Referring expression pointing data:
——————————

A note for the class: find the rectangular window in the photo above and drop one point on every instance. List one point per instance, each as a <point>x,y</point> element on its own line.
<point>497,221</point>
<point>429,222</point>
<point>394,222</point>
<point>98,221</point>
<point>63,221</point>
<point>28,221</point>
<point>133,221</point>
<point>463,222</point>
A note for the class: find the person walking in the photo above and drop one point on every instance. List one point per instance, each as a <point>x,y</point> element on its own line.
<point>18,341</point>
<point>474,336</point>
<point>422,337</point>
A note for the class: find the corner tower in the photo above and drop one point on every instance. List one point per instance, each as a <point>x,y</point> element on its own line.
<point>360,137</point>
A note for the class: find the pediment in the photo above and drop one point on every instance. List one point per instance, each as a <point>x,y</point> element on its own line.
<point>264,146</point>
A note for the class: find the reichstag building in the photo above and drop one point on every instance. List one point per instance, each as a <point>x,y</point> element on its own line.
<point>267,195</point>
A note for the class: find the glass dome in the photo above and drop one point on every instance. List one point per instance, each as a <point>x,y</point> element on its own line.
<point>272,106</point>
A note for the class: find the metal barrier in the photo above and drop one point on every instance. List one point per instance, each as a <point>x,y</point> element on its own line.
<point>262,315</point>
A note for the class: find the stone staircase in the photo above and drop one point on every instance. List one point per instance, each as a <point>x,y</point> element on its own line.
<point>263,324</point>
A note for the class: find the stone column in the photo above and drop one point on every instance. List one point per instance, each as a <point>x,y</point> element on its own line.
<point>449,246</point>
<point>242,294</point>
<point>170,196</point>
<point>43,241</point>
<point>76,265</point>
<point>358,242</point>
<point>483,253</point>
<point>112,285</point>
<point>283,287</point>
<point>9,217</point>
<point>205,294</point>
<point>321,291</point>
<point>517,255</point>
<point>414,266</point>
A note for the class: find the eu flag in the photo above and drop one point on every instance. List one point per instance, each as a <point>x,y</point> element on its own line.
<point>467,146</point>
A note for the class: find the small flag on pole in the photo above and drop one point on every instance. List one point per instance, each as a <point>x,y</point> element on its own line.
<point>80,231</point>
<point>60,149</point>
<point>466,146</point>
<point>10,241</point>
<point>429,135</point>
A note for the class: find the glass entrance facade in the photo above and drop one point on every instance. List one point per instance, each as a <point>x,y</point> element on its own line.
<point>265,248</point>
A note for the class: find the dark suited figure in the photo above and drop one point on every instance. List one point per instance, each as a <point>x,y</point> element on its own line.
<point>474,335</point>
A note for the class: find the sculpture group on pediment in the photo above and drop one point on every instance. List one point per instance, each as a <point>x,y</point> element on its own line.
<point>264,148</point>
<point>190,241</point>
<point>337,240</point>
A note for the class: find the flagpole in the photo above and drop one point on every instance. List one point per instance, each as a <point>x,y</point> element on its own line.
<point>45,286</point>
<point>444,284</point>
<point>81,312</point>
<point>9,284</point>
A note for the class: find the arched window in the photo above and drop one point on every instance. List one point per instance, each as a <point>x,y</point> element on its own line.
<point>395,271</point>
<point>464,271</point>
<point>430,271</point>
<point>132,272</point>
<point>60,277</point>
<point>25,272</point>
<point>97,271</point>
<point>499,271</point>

——————————

*Required action:* Would you please repeat all the entries exactly as written?

*Solved exercise:*
A note for the class: find the rectangular window in the photo above and drop one point on every instance. List one point per instance, each as a <point>x,y</point> element on its own line.
<point>497,221</point>
<point>429,222</point>
<point>394,222</point>
<point>98,221</point>
<point>63,221</point>
<point>28,221</point>
<point>133,221</point>
<point>463,222</point>
A note for the class: find the person walking in the photo above and drop one point on every instance. List one point per instance, each as a <point>x,y</point> element on its own line.
<point>18,341</point>
<point>474,336</point>
<point>422,337</point>
A note for the class: find the corner tower in the photo above and drop one point on every instance. List one point per instance, each as a <point>x,y</point> element on its own line.
<point>360,137</point>
A note for the class: find the pediment in the photo above and drop one point on every instance. List one point per instance, each as a <point>x,y</point> element on its own line.
<point>264,146</point>
A note for the class: find the reichstag building in the photo above and drop one point on every instance. List one point per instance, each as a <point>x,y</point> element on its own line.
<point>267,195</point>
A note for the class: find the glass dome in the photo above and drop one point on every instance. List one point per instance, each as a <point>x,y</point> element on its own line.
<point>272,106</point>
A note for the class: find the metal barrier in the photo above and drop one point on every instance. List one point per instance, each as a <point>x,y</point> element on its own line.
<point>262,315</point>
A note for the class: find the stone staircase in the photo above and drop one point on every instance. List one point per instance, each as a <point>x,y</point> element on its own line.
<point>263,324</point>
A note for the class: find the stone column in the photo above and drop one point on every instance. List one point per instance, each as a <point>x,y</point> element on its own line.
<point>449,246</point>
<point>242,294</point>
<point>170,196</point>
<point>43,241</point>
<point>76,265</point>
<point>358,242</point>
<point>483,253</point>
<point>112,285</point>
<point>283,287</point>
<point>9,217</point>
<point>205,294</point>
<point>321,291</point>
<point>517,255</point>
<point>414,266</point>
A note for the class: find the eu flag in the photo above and drop one point on every instance. List one point per instance, each as a <point>x,y</point> element on its own line.
<point>467,146</point>
A note for the class: find the small flag on pole in the photo above and drop one point on every instance. List one point per instance, each as a <point>x,y</point> element on its own line.
<point>80,231</point>
<point>60,149</point>
<point>466,146</point>
<point>10,241</point>
<point>429,135</point>
A note for the class: find the glass entrance facade in the photo above and drop one point on every instance. List one point per instance, each as a <point>x,y</point> element on its own line.
<point>265,248</point>
A note for the class: find the dark suited figure in the photo above and drop one point on every instance. List one point per instance, each as a <point>x,y</point> element on its own line.
<point>474,335</point>
A note for the class: find the sculpture group on pediment in the photo above and drop one point on every instance. List one point per instance, each as a <point>x,y</point> element on its own line.
<point>264,148</point>
<point>190,241</point>
<point>337,240</point>
A note for the class: find the flagpole in the photo above and drop one point on every instance. List one point per instance, each as a <point>x,y</point> element on its own line.
<point>45,286</point>
<point>444,284</point>
<point>81,312</point>
<point>9,284</point>
A note for the class: find the arched window in the photo above and drop one point on every instance. List one point per instance, each as a <point>x,y</point> element on its own line.
<point>395,271</point>
<point>464,271</point>
<point>430,271</point>
<point>132,272</point>
<point>60,277</point>
<point>25,272</point>
<point>97,271</point>
<point>499,271</point>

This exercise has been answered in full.